Work item: For every entry that follows, return the words exactly and omit any picture.
__________
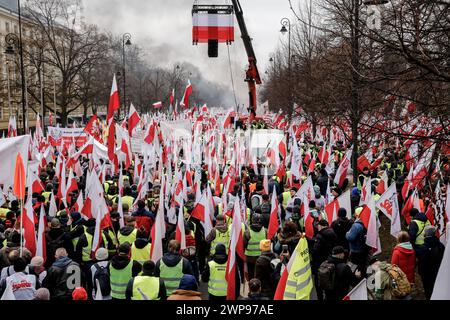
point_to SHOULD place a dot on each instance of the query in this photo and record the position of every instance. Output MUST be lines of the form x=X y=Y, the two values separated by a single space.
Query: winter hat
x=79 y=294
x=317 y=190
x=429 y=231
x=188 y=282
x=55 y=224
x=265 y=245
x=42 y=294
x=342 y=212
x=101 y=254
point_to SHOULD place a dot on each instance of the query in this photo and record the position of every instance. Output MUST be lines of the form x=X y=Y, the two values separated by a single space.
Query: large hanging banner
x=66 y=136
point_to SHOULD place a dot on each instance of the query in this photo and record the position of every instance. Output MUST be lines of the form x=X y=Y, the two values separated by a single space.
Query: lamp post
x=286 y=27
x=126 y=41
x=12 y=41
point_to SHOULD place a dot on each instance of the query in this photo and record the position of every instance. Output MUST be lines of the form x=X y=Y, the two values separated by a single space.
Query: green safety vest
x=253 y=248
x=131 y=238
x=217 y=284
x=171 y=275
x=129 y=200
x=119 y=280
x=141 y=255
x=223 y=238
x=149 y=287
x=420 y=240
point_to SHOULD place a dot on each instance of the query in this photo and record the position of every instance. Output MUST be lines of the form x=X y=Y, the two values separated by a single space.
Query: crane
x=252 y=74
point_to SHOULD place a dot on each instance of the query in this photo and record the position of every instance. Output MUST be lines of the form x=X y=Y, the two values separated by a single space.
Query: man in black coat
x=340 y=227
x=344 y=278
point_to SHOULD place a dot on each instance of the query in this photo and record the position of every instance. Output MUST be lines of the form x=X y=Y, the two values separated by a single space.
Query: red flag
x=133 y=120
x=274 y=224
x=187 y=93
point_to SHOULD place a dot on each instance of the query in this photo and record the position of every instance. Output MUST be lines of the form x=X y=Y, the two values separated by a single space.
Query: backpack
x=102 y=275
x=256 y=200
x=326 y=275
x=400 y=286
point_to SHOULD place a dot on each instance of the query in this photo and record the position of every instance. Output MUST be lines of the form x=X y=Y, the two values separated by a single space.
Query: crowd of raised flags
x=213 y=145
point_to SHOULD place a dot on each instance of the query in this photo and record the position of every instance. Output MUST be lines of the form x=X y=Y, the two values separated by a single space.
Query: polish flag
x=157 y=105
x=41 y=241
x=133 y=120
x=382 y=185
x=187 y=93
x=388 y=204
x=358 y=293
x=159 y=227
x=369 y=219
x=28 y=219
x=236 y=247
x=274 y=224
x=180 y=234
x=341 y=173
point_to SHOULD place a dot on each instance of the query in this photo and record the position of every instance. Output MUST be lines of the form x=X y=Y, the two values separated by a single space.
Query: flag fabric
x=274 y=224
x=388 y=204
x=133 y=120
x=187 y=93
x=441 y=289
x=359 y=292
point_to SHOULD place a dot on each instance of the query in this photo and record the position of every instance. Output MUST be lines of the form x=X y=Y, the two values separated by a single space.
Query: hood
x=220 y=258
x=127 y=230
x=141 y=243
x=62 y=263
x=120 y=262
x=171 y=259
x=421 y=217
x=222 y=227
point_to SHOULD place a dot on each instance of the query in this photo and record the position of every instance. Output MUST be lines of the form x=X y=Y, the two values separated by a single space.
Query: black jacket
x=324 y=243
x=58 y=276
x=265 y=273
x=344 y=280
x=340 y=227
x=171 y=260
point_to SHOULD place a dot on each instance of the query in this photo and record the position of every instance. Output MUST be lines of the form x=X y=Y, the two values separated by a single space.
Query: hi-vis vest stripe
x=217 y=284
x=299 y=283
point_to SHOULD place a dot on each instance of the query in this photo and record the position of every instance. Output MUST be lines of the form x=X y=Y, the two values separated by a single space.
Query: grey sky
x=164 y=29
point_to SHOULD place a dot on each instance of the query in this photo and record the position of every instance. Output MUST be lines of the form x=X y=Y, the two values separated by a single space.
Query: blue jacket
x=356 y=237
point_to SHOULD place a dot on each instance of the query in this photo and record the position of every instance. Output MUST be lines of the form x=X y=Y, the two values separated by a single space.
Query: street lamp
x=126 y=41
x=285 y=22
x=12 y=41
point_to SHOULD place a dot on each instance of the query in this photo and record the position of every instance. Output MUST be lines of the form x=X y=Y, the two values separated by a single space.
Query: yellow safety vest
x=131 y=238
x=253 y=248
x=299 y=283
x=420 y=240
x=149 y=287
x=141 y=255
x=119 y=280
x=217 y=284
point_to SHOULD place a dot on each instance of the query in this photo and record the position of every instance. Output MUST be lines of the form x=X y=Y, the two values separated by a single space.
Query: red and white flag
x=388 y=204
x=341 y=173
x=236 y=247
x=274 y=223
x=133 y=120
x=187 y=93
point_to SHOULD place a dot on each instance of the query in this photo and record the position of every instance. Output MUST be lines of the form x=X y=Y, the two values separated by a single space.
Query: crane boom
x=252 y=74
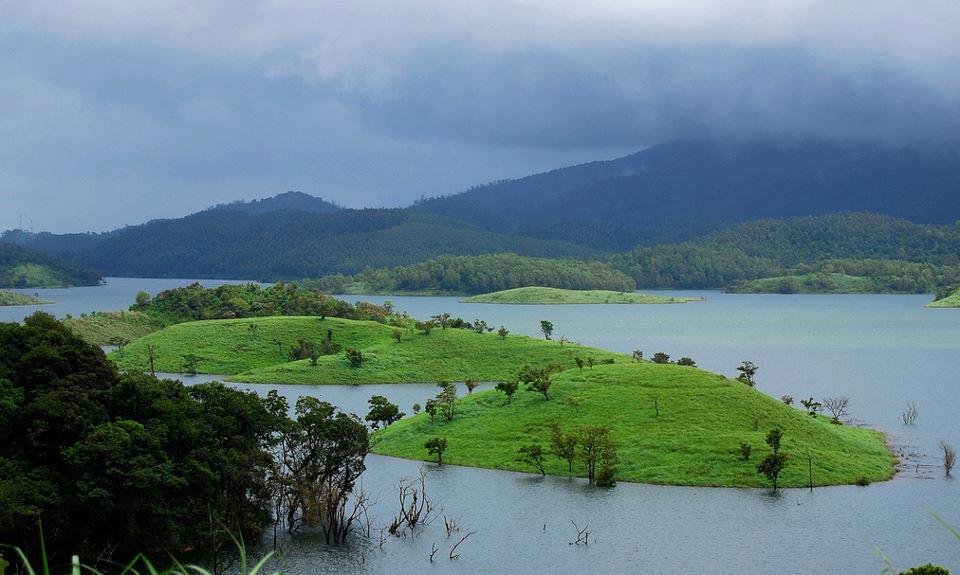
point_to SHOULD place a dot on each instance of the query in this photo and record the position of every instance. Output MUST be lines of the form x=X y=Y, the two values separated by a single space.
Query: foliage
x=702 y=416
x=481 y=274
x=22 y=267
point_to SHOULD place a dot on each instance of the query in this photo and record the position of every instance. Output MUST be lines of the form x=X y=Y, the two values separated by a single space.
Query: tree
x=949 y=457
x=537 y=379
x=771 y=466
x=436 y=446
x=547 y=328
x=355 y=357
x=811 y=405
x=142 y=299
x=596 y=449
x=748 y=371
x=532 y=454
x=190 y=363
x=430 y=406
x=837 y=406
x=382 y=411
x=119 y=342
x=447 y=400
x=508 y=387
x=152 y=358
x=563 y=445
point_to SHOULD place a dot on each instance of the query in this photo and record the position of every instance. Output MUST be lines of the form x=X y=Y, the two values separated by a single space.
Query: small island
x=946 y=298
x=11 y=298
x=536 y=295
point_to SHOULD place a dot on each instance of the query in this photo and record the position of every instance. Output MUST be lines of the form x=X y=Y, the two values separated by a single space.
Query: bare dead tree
__________
Solution below:
point_to SHOULD place a dot on each instance of the query in this photo and record the position of every instance. Output MUST be lines of the form x=X y=Y, the two values separated by a single space.
Query: winter hat
x=79 y=294
x=317 y=190
x=429 y=231
x=188 y=282
x=55 y=224
x=265 y=245
x=42 y=294
x=342 y=212
x=101 y=254
point_to SHOULD place a dot on each instance of the query in this photo and record the position of every instance. Output MUST be lines of the form x=X y=Y, the two values separated by a single space.
Query: large hanging banner
x=66 y=136
point_to SHOULD place a dot on each instance of the query in this photo and record the position of every instance. Output MUST be lines of the form x=X y=Y, the two values separated by a single space.
Query: lamp post
x=286 y=27
x=126 y=41
x=12 y=41
point_to SHOULD place a dot on each instance of the query in this photo and record the position of every instance. Output MUST be lines of the form x=X y=Y, the two values separated by a single space.
Query: green safety vest
x=253 y=248
x=131 y=238
x=217 y=284
x=171 y=275
x=129 y=200
x=119 y=280
x=141 y=255
x=223 y=238
x=149 y=287
x=420 y=240
point_to SHOULD place a dot on each instance of the query in this photo and record the position of every instance. Output MUST be lines of the form x=X y=Y, the two values separated by a single space.
Query: crane
x=252 y=74
point_to SHOULD place a dot on each instance of the query in this photo and record the position of every instance. Output MUST be lines of the form x=X y=Y, the two values separated by a single space.
Query: man in black coat
x=340 y=227
x=344 y=278
point_to SHOULD place a dot on each instance of the query in this photo and record the position of every instance. Output MUST be lines of the form x=X y=Y, the two values separated by a single space.
Query: red flag
x=133 y=120
x=274 y=224
x=187 y=93
point_to SHOULD place a dot on each instance of the query in this photo and record the position of every instance. Output MUST be lines of the form x=X y=Y, the two values separated by a single space.
Query: backpack
x=102 y=275
x=256 y=200
x=326 y=275
x=400 y=286
point_to SHOULD place a dot on each instance of the query in this photo and record the position of every instance. Output MUST be lines of the form x=X y=Y, the two values separated by a single space.
Query: crowd of raised flags
x=213 y=145
point_to SHOULD place a dot on each instance of the query in this photo and record the position of every instance. Output MUST be lines of the form x=X y=Y, the two values separated by a single space.
Query: polish flag
x=157 y=105
x=41 y=241
x=133 y=120
x=382 y=185
x=187 y=93
x=388 y=204
x=358 y=293
x=159 y=227
x=369 y=219
x=28 y=219
x=236 y=247
x=274 y=224
x=180 y=234
x=341 y=173
point_to SHOULD place a dot on each instance of the query in this photo and record the position of every instance. Output MUST be lines of the form x=X y=Y, the two values separated by a single space.
Query: flag fabric
x=274 y=224
x=388 y=204
x=133 y=120
x=187 y=93
x=441 y=289
x=359 y=292
point_to SHOULD place a dot on each instance of the query in this photo and record the position of every instance. Output MUST be lines of the form x=X y=Y, the two values separated by a single space.
Query: hood
x=220 y=258
x=127 y=230
x=141 y=243
x=62 y=263
x=120 y=262
x=171 y=259
x=421 y=217
x=222 y=227
point_to SHOULD place a dot on each instance of the query in this photo and record the position of every instance. Output MUST be lines of the form x=X y=Y, the two values separated by a single space.
Query: black jacket
x=324 y=243
x=58 y=276
x=265 y=273
x=344 y=280
x=340 y=227
x=171 y=260
point_to SHOULD place a dot on each instance of the query in this photo and record the position of every instance. Output MUST be lines of the form x=X y=Y, the two values separated by a single space.
Query: hi-vis vest stripe
x=217 y=284
x=299 y=283
point_to SHOULD place a dot on each instance of the query in this photo and record the position of every instance. Output MUST be lines of the form x=X y=Y, the two values separated by a single space.
Query: grey sky
x=164 y=29
point_to SHOULD place a dot on each instance of the query in this photo and record the position of every instance. Output MUST be lines of the form x=X y=Y, the two values separated by a single space.
Query: blue jacket
x=356 y=237
point_to SHOULD place a dot on each instance of the query in this photo and record the position of every instance. Output MUST be lines of the form x=X y=Y, the two values separated by a single space.
Query: street lamp
x=126 y=41
x=285 y=22
x=12 y=41
point_to SHOULD place a dot on each instance of the query in this photo and record the position of every instance. Output MUST be lines of the form x=X y=Y, the two values separated by a single space.
Query: yellow safety vest
x=131 y=238
x=253 y=248
x=299 y=283
x=420 y=240
x=149 y=287
x=141 y=255
x=119 y=280
x=217 y=284
point_to SHOULD place a dot on each instance of the query in this photo and record the position of every instance. Output MUST be lines of the form x=X y=Y, the two values separated by a single space.
Query: red and white flag
x=388 y=204
x=341 y=173
x=236 y=247
x=274 y=223
x=133 y=120
x=187 y=93
point_to SHOULD place a dot on each instance of the query in this photo and record the position of every instance. Output MUST be lines of the form x=X y=Y, the two values separated by a single space.
Query: crane boom
x=252 y=74
point_to SHOULD place a dot on each instance of the query in this photo and record the position of every instance. Output MUST be lines of the form x=X y=Y, the two values separated by a single space.
Query: foliage
x=702 y=416
x=481 y=274
x=22 y=267
point_to SHOULD place a dot on each instance of the query in this photo and record the position of every instance. Output MUST be lines of the form x=X y=Y, the two values separated by a single space.
Query: tree
x=949 y=457
x=537 y=379
x=771 y=466
x=436 y=446
x=547 y=328
x=355 y=357
x=811 y=405
x=142 y=299
x=596 y=449
x=748 y=371
x=532 y=454
x=190 y=363
x=430 y=406
x=837 y=406
x=382 y=411
x=119 y=342
x=447 y=400
x=508 y=387
x=152 y=358
x=563 y=445
point_to SHOULD place a dot on each instance of the query in this photo and record the position of every instance. Output MUST be lines of the form x=X y=Y, the two values separated by a single space.
Query: small island
x=946 y=298
x=11 y=298
x=536 y=295
point_to SHOULD place a dot on each instance of the query in this photo and record the position of every instance. Output MUST be lines of the form x=X y=Y, the two values separated by a single space.
Query: bare dead tree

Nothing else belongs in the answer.